··· Study material ···

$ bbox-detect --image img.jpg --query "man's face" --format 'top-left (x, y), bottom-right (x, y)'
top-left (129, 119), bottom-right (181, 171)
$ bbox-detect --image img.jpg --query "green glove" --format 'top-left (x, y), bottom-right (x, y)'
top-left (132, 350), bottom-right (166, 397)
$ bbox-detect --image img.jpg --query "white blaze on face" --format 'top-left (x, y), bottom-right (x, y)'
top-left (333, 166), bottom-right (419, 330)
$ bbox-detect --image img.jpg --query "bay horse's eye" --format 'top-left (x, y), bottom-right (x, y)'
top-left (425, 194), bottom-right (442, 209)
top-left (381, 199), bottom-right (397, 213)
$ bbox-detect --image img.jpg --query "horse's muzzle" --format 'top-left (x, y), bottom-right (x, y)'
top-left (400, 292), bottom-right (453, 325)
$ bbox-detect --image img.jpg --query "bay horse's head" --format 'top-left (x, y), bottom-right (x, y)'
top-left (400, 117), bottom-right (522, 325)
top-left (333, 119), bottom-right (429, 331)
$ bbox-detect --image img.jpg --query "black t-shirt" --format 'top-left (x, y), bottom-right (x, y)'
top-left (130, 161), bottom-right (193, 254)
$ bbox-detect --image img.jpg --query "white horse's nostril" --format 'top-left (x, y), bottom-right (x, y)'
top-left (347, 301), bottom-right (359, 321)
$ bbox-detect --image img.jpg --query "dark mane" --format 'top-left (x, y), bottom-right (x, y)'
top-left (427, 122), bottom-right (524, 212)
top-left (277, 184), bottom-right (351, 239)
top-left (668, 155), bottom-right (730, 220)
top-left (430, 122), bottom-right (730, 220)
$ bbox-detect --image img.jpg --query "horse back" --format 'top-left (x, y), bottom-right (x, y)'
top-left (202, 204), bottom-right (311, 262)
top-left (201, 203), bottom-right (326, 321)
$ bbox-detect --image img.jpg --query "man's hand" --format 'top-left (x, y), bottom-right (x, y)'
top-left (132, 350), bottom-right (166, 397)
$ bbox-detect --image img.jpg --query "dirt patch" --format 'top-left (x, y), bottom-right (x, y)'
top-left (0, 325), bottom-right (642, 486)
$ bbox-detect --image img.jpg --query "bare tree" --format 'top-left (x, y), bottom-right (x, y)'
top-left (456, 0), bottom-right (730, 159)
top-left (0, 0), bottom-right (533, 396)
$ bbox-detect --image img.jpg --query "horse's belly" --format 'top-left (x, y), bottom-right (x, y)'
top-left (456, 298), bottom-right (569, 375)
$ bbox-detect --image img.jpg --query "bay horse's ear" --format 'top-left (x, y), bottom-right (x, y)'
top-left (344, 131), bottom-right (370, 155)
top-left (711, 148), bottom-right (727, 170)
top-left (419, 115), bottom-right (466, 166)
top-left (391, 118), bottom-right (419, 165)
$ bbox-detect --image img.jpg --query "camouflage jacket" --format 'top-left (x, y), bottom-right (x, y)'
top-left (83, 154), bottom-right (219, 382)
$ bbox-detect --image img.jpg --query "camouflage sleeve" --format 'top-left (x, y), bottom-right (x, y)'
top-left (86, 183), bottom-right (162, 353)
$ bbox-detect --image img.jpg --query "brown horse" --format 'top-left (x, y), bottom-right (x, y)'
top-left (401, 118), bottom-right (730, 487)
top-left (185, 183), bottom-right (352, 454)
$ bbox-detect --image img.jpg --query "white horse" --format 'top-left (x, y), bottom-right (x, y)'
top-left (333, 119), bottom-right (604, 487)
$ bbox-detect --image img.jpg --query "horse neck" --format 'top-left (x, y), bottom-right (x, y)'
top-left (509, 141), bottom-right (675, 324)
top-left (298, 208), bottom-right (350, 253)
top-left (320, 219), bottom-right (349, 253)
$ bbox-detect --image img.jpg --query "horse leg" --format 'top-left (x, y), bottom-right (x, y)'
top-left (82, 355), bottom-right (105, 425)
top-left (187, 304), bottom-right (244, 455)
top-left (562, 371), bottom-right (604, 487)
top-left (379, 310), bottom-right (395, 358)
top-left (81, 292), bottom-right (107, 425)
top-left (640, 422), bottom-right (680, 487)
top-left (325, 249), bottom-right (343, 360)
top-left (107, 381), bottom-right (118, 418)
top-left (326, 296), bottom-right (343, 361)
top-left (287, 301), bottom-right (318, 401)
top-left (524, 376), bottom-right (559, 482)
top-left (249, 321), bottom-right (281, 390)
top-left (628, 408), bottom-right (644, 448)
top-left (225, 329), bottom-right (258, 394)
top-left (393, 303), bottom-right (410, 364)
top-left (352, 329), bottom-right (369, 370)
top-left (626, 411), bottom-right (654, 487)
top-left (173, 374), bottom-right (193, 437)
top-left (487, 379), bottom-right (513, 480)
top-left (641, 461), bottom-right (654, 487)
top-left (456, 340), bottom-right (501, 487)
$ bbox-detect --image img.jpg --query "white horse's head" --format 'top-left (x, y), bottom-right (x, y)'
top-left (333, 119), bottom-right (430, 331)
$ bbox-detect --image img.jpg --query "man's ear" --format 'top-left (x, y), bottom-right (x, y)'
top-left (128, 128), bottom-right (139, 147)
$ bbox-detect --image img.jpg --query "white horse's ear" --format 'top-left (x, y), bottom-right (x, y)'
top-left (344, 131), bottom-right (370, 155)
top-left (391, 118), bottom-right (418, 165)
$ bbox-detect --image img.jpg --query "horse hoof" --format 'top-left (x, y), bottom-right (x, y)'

···

Task directions — Copy the records above. Keep every word as it is.

Solution for this exercise —
$ bbox-detect --image img.jpg --query "man's face" --format 'top-left (x, y), bottom-right (x, y)'
top-left (129, 119), bottom-right (181, 171)
$ bbox-detect --image img.jpg --query "green glove" --format 'top-left (x, y), bottom-right (x, y)'
top-left (132, 350), bottom-right (166, 397)
$ bbox-detect --image img.jpg --query "white blaze on face" --format 'top-left (x, y), bottom-right (x, y)'
top-left (333, 166), bottom-right (419, 330)
$ bbox-detect --image img.jpg --query "bay horse's eye" --format 'top-left (x, y), bottom-right (x, y)'
top-left (425, 194), bottom-right (442, 209)
top-left (381, 199), bottom-right (397, 213)
$ bbox-detect --image img.jpg --query "horse's muzzle" --format 'top-left (x, y), bottom-right (x, y)'
top-left (400, 292), bottom-right (453, 325)
$ bbox-detect --image img.jpg --query "bay horse's head" --format 'top-left (x, y), bottom-right (x, y)'
top-left (400, 117), bottom-right (522, 325)
top-left (333, 119), bottom-right (429, 331)
$ bbox-detect --image img.jpg --query "black t-shirt" --format 'top-left (x, y), bottom-right (x, y)'
top-left (130, 161), bottom-right (193, 254)
$ bbox-detect --image img.jpg --query "white horse's nostril" --format 'top-left (x, y), bottom-right (x, y)'
top-left (347, 301), bottom-right (359, 321)
$ bbox-detect --image img.jpg --query "dark mane" --format 'top-left (x, y), bottom-right (x, y)'
top-left (427, 122), bottom-right (524, 212)
top-left (277, 184), bottom-right (351, 239)
top-left (668, 155), bottom-right (730, 220)
top-left (430, 122), bottom-right (730, 220)
$ bbox-detect --image img.jpg --query "horse back" --format 'top-left (x, y), bottom-right (x, y)'
top-left (202, 204), bottom-right (311, 262)
top-left (201, 203), bottom-right (326, 321)
$ bbox-detect --image img.jpg --query "man's hand" --format 'top-left (x, y), bottom-right (x, y)'
top-left (132, 350), bottom-right (166, 397)
$ bbox-detect --image img.jpg --query "dirt patch" --format 'top-left (x, y), bottom-right (x, y)'
top-left (0, 325), bottom-right (642, 486)
$ bbox-detect --image img.jpg --query "bare tree" --format 'top-left (x, y), bottom-right (x, y)'
top-left (456, 0), bottom-right (730, 159)
top-left (0, 0), bottom-right (533, 396)
$ bbox-detect --image img.jpg --query "horse's belly" --format 'top-left (x, y), bottom-right (x, y)'
top-left (456, 298), bottom-right (569, 375)
$ bbox-detect --image img.jpg --query "bay horse's ear" --format 'top-left (x, y), bottom-right (x, y)'
top-left (344, 131), bottom-right (370, 155)
top-left (711, 148), bottom-right (727, 170)
top-left (419, 115), bottom-right (466, 166)
top-left (391, 118), bottom-right (419, 165)
$ bbox-detect --image img.jpg --query "camouflage jacket" --format 'top-left (x, y), bottom-right (x, y)'
top-left (83, 154), bottom-right (219, 382)
$ bbox-detect --image img.jpg --query "camouflage sleeve" --format 'top-left (x, y), bottom-right (x, y)'
top-left (86, 183), bottom-right (162, 353)
$ bbox-detect --image img.jpg --query "brown horse" --format 'top-left (x, y), bottom-right (x, y)'
top-left (401, 118), bottom-right (730, 487)
top-left (185, 183), bottom-right (352, 454)
$ bbox-detect --image img.jpg --query "white horse" --format 'top-left (x, y), bottom-right (x, y)'
top-left (333, 119), bottom-right (604, 487)
$ bbox-detect --image img.jpg --query "horse neck" --format 'top-left (x, y), bottom-right (x, y)'
top-left (509, 141), bottom-right (675, 324)
top-left (298, 208), bottom-right (350, 253)
top-left (320, 219), bottom-right (349, 253)
$ bbox-detect --image img.jpg --query "horse leg" --format 'top-left (x, y), bottom-right (x, y)'
top-left (82, 355), bottom-right (105, 425)
top-left (187, 304), bottom-right (244, 455)
top-left (562, 371), bottom-right (604, 487)
top-left (379, 310), bottom-right (395, 358)
top-left (81, 292), bottom-right (107, 425)
top-left (640, 422), bottom-right (680, 487)
top-left (325, 249), bottom-right (343, 360)
top-left (107, 381), bottom-right (118, 418)
top-left (326, 296), bottom-right (343, 361)
top-left (287, 301), bottom-right (318, 401)
top-left (524, 376), bottom-right (559, 482)
top-left (249, 321), bottom-right (281, 390)
top-left (628, 408), bottom-right (644, 448)
top-left (225, 329), bottom-right (258, 394)
top-left (393, 303), bottom-right (410, 364)
top-left (352, 329), bottom-right (369, 370)
top-left (626, 411), bottom-right (654, 487)
top-left (173, 374), bottom-right (193, 437)
top-left (487, 379), bottom-right (513, 480)
top-left (641, 461), bottom-right (654, 487)
top-left (456, 340), bottom-right (501, 487)
$ bbox-detect --image img.jpg --query "white horse's head" --format 'top-left (x, y), bottom-right (x, y)'
top-left (333, 119), bottom-right (430, 331)
$ bbox-detect --image img.jpg --query "man's ear" --format 'top-left (x, y), bottom-right (x, y)'
top-left (128, 128), bottom-right (139, 147)
$ bbox-detect --image img.jpg --query "white horse's ear" --format 'top-left (x, y), bottom-right (x, y)'
top-left (344, 131), bottom-right (370, 155)
top-left (391, 118), bottom-right (418, 165)
$ bbox-detect --image img.jpg --query "horse hoof" --format 'top-left (x, y), bottom-right (x, y)'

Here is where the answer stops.